**GOAL**:
Skip every picture, and copy exactly the lines from the one containing "Could you put a marker on the taxi" to the end of the data.

|---|

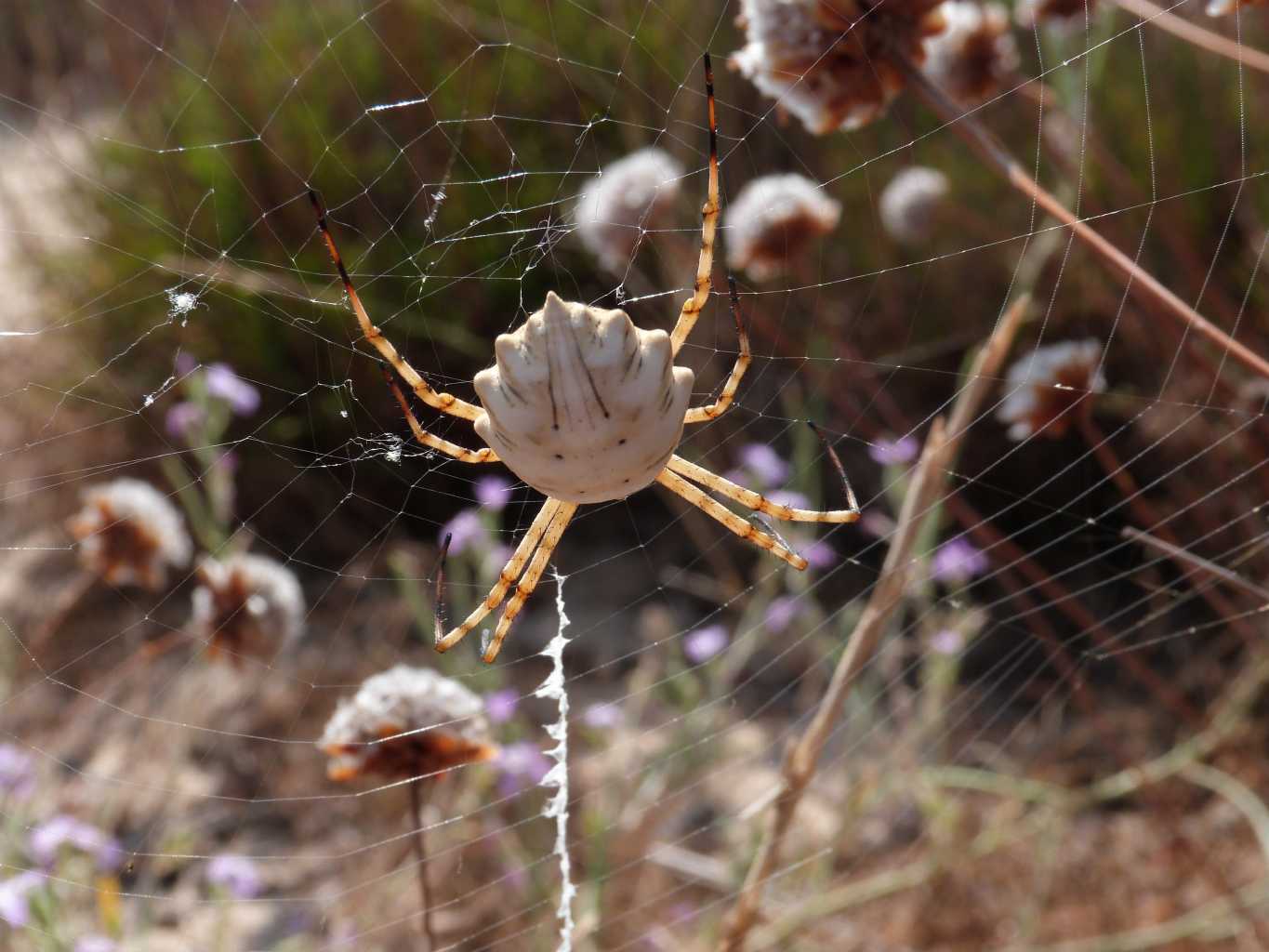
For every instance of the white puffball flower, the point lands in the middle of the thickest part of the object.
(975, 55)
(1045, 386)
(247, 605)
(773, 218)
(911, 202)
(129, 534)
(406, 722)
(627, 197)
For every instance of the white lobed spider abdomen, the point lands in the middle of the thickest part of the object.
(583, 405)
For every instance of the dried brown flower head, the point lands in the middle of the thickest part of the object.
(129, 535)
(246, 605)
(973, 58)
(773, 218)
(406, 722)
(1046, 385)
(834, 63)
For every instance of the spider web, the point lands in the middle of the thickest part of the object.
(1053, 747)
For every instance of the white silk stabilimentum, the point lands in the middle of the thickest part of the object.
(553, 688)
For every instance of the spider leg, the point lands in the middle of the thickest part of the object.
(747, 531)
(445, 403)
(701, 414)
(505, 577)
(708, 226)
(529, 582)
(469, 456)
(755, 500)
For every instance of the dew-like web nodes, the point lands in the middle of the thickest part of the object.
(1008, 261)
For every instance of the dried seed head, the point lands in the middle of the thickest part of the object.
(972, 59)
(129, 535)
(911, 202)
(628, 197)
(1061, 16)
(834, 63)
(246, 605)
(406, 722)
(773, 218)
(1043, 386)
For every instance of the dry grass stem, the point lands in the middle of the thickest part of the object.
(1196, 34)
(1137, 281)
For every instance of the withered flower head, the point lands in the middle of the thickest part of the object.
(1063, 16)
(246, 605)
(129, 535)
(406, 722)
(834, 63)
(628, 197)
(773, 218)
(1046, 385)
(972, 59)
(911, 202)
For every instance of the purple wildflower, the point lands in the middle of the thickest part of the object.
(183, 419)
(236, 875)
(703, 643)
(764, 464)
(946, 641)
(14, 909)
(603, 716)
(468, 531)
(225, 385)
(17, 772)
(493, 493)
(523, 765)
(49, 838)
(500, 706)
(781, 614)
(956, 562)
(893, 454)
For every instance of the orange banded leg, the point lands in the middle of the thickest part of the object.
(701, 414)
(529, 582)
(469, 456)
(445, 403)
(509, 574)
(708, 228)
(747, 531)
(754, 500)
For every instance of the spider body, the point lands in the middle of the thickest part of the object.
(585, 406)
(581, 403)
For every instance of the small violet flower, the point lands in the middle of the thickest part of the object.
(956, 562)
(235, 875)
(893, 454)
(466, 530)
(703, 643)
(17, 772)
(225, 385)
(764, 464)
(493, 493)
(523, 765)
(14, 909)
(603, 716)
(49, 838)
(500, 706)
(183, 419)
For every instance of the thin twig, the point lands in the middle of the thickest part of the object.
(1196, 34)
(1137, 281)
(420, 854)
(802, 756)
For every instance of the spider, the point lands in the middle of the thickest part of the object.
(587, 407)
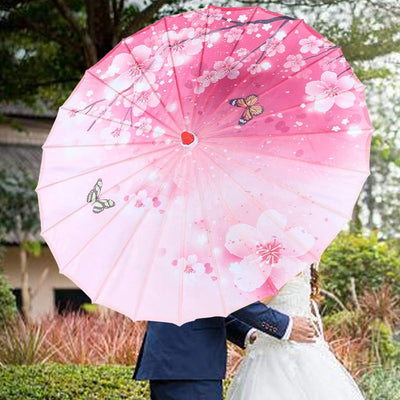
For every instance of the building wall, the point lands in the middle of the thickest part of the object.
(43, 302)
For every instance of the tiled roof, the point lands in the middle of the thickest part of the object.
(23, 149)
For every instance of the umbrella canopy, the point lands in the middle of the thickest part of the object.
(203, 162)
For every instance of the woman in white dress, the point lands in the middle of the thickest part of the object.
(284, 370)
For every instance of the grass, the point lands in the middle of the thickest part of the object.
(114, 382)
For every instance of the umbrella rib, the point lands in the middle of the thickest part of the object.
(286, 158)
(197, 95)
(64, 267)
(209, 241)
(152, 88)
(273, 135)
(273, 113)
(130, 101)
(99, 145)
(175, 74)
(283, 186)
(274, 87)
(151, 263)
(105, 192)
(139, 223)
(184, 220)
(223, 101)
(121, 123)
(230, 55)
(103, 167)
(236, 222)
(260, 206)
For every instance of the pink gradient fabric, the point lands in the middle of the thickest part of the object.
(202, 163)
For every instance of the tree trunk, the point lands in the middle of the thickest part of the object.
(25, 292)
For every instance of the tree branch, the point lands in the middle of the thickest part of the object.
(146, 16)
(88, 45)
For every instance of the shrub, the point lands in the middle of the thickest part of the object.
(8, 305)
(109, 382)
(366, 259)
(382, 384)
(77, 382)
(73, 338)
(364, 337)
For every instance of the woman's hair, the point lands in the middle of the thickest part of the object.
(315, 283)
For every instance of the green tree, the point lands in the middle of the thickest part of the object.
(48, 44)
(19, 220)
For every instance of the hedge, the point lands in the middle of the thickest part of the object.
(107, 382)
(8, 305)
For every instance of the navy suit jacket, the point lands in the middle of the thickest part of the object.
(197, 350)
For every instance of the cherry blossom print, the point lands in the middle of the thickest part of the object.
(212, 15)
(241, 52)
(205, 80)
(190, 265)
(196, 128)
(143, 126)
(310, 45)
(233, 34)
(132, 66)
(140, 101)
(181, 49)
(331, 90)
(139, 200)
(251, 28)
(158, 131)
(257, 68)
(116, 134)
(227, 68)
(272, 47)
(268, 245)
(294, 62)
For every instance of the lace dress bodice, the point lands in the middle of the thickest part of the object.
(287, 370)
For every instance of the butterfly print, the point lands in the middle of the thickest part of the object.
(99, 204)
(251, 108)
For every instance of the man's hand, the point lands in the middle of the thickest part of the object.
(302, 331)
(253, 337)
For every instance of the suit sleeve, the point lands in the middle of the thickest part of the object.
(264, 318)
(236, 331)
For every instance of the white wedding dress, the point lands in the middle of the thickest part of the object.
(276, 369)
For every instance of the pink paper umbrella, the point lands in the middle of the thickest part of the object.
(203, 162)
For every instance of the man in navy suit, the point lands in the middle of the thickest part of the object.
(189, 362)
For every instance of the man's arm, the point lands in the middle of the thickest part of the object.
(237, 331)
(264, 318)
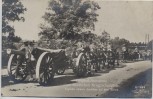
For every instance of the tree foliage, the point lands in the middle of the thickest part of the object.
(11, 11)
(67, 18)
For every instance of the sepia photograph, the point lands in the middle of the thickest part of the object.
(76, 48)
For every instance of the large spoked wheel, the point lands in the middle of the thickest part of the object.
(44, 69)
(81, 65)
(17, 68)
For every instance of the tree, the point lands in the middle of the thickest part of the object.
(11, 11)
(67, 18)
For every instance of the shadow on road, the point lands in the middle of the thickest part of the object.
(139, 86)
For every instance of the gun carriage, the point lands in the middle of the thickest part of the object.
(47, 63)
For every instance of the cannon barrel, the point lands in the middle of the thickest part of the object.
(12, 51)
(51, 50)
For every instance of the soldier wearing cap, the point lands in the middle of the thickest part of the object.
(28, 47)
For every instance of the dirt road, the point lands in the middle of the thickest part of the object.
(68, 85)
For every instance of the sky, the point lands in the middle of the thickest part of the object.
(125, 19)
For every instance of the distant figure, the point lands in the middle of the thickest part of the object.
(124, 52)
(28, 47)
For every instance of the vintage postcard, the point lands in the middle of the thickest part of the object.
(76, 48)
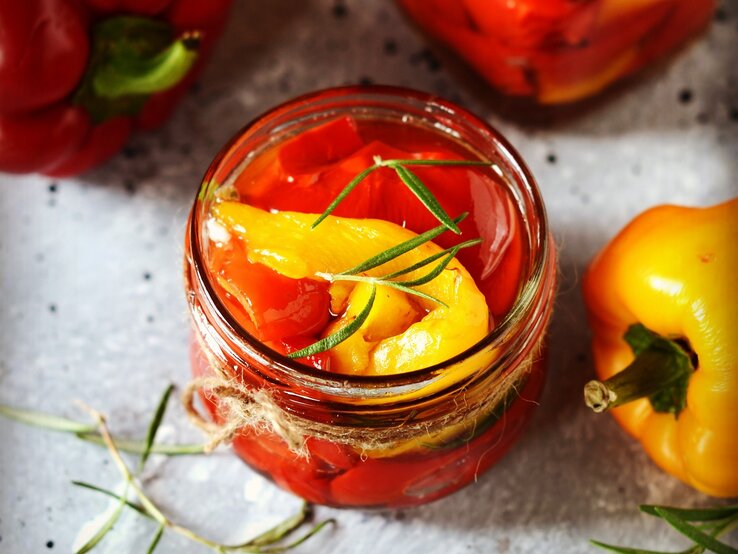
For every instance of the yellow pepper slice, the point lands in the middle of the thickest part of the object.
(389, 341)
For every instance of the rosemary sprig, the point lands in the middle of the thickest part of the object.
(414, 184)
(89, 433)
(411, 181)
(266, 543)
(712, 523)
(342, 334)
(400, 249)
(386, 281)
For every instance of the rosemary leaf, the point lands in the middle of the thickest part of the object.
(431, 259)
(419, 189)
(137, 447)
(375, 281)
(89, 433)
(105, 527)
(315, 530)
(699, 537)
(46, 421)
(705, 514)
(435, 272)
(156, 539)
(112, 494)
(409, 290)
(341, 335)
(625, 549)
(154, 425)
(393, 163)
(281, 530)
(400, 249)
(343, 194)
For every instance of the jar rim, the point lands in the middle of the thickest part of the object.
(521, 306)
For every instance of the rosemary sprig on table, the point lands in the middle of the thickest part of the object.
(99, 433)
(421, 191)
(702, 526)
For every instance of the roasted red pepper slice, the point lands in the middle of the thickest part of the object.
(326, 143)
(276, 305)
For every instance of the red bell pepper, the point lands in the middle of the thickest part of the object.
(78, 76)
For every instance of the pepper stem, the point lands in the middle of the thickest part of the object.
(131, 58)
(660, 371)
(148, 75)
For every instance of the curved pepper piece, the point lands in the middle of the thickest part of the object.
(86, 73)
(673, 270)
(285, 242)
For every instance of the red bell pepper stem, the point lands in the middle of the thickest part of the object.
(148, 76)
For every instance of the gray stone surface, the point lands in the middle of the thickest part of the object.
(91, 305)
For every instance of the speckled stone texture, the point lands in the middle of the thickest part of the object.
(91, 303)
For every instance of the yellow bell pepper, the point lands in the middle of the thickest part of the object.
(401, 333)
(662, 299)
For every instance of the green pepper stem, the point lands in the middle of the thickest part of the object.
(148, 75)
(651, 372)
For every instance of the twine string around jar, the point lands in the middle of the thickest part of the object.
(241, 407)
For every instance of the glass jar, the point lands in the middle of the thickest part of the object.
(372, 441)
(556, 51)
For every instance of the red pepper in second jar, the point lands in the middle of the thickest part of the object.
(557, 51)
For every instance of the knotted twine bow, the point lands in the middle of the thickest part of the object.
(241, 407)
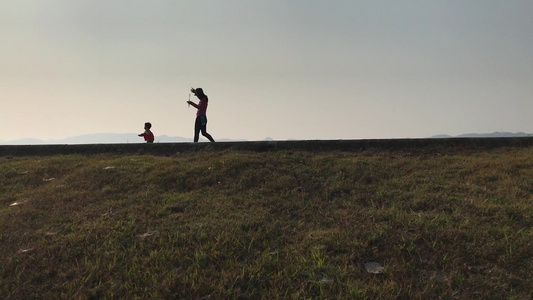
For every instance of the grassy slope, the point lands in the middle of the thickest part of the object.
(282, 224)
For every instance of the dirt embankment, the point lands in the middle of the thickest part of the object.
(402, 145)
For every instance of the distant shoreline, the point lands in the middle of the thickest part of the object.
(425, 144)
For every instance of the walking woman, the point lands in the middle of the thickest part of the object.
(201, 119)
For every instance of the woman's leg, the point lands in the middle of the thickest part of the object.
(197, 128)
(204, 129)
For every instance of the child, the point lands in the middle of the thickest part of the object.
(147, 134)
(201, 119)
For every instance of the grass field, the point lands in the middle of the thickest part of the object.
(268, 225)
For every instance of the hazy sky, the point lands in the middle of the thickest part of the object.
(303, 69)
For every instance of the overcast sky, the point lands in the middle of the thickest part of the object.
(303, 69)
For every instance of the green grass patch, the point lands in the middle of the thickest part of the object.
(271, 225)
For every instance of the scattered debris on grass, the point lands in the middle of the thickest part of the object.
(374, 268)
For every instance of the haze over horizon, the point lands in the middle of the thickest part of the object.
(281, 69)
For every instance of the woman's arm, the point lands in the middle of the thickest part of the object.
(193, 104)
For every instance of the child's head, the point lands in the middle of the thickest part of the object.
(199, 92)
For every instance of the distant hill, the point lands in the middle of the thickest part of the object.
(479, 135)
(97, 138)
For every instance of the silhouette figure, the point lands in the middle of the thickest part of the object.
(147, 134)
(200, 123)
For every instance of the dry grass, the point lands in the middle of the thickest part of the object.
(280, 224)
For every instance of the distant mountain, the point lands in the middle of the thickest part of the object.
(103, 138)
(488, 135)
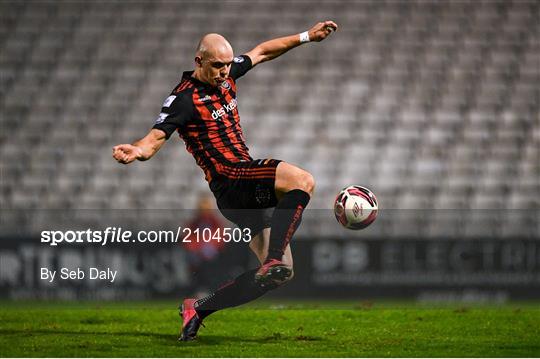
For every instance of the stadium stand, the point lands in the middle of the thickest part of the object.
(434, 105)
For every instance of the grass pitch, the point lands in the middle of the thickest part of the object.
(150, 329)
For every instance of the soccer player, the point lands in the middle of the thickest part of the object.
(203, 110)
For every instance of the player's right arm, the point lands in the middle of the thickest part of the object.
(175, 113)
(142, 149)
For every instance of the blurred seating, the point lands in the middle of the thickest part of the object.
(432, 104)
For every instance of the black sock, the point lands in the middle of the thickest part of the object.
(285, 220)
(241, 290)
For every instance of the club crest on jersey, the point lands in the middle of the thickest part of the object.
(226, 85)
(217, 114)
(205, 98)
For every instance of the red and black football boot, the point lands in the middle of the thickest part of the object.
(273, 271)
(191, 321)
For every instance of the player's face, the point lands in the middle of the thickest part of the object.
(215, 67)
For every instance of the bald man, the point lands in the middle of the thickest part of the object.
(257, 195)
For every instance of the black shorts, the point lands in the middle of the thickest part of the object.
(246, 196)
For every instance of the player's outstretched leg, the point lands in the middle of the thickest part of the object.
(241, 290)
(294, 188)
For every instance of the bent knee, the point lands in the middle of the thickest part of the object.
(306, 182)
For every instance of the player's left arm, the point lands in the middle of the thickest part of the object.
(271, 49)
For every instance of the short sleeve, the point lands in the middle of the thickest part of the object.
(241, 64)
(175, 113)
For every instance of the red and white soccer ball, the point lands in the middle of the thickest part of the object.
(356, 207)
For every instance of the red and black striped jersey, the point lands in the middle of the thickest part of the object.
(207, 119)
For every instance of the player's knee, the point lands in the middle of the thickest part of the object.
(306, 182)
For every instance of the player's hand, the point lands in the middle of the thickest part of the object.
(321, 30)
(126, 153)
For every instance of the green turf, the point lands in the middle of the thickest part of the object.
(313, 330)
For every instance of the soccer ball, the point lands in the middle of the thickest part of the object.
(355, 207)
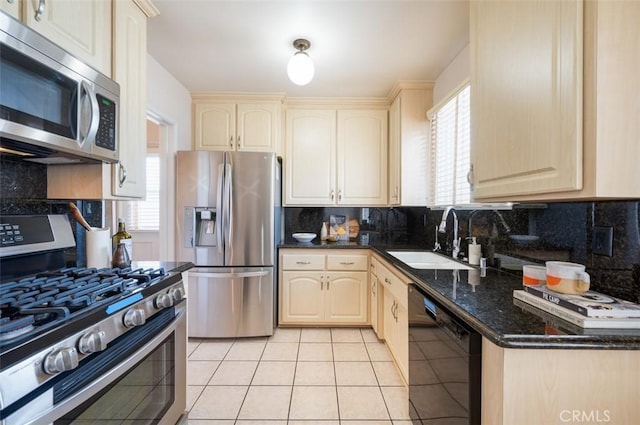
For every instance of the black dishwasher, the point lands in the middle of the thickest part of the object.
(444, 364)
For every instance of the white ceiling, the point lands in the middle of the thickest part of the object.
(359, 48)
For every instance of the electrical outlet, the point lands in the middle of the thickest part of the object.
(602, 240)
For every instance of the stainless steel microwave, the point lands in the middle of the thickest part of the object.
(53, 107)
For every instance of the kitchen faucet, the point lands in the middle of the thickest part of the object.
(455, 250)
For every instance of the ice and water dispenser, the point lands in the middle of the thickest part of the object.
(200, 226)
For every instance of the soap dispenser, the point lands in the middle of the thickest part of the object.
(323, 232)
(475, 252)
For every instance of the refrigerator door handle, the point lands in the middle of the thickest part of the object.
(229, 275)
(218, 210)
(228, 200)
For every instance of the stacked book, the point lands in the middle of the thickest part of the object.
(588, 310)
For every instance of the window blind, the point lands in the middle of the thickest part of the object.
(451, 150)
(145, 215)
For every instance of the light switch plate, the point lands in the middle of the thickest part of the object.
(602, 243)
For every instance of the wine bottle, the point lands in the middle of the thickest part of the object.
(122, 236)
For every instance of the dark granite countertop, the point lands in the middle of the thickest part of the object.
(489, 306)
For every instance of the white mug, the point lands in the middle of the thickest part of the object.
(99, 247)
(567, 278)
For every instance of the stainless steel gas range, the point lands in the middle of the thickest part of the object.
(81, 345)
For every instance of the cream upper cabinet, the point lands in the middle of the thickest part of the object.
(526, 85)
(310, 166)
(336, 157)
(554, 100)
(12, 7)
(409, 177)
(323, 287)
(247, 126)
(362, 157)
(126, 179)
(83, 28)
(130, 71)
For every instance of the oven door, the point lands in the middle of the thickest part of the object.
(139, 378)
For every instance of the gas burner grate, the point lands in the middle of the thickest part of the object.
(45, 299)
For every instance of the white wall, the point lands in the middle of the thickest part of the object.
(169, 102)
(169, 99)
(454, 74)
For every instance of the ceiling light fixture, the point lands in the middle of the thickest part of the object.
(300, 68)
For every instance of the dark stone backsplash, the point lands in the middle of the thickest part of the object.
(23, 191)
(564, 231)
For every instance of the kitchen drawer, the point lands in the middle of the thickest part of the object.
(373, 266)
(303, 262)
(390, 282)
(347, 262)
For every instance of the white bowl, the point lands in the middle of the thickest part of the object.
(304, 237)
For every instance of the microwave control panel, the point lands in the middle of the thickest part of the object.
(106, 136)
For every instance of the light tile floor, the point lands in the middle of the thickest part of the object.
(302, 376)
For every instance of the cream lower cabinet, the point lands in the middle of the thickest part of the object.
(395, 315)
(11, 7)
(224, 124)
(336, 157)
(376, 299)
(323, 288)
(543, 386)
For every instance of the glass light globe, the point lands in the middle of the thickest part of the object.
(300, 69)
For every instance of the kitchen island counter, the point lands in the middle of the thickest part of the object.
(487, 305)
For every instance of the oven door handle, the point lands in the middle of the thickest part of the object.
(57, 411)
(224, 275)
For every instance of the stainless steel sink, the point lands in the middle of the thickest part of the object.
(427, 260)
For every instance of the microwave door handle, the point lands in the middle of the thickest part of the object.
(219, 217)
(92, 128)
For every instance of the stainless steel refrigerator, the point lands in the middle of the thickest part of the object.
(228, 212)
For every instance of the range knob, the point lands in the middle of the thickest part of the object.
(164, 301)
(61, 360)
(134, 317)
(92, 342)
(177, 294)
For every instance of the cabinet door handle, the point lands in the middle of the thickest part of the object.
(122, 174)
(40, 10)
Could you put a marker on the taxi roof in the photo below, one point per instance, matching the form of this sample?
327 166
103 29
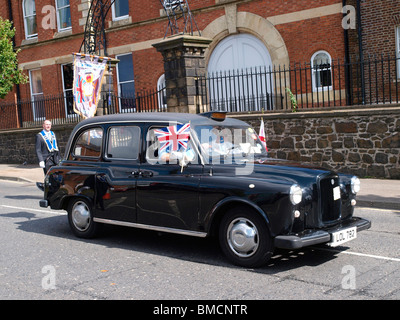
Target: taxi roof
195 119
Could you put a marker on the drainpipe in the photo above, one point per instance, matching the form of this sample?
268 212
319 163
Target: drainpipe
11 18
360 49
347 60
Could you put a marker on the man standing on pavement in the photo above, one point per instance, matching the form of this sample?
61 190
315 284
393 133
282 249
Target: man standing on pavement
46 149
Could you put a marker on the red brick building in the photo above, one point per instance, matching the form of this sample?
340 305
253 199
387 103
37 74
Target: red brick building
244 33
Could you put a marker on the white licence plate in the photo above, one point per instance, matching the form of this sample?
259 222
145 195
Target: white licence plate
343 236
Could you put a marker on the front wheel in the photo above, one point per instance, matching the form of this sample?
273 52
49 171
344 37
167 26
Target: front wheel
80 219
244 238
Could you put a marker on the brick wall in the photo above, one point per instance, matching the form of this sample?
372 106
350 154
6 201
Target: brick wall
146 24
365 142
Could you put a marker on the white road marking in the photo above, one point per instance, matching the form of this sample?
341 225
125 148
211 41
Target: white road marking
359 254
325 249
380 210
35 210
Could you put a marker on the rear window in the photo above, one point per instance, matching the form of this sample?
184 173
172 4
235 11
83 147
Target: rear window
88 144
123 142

|---|

**WRITTEN SOLUTION**:
Could you put a marker on the taxi roof in the photo below, one point per instance, matching the form of this sample?
327 166
103 29
Target: taxi roof
195 119
Could you put a marker on the drainpipe in the photo above, one point per instance, matching the form of this sample?
268 212
319 163
Target: drainpipe
11 18
360 49
347 60
Could you put a marker on the man standing on pavement in the photo above, one point per instance, matching the form of this sample?
61 190
315 284
393 133
282 249
Target: man standing on pavement
46 149
Could you put a marker on the red brick building in the photo above, one point per instance, matching the form of this sample?
340 305
253 199
387 103
37 74
Target: red brick building
244 33
Could you put a marker on the white licence plate in the photo above, one point per instance, matching the form of this sample?
259 222
145 195
Target: white licence plate
343 236
Could you put a marker on the front wheel in the photo above, one point per instance, matching the form of this sample?
273 52
49 171
344 37
167 26
Target: front wheel
80 219
244 238
Could you put a marker on the brick wall in the photo above, one point per instance, matching the form of this sample?
372 106
350 154
6 201
Target: brick wall
146 24
365 142
Could you put a marker on the white road marking in the photo above, one point per instance, matching the form of this sample?
341 225
125 148
211 41
Target: white road marking
359 254
325 249
380 210
35 210
Could you put a marker on the rear window in the photo above, one point per instance, matching the form of this sample?
184 173
172 4
235 11
83 147
Target: rear window
88 144
123 142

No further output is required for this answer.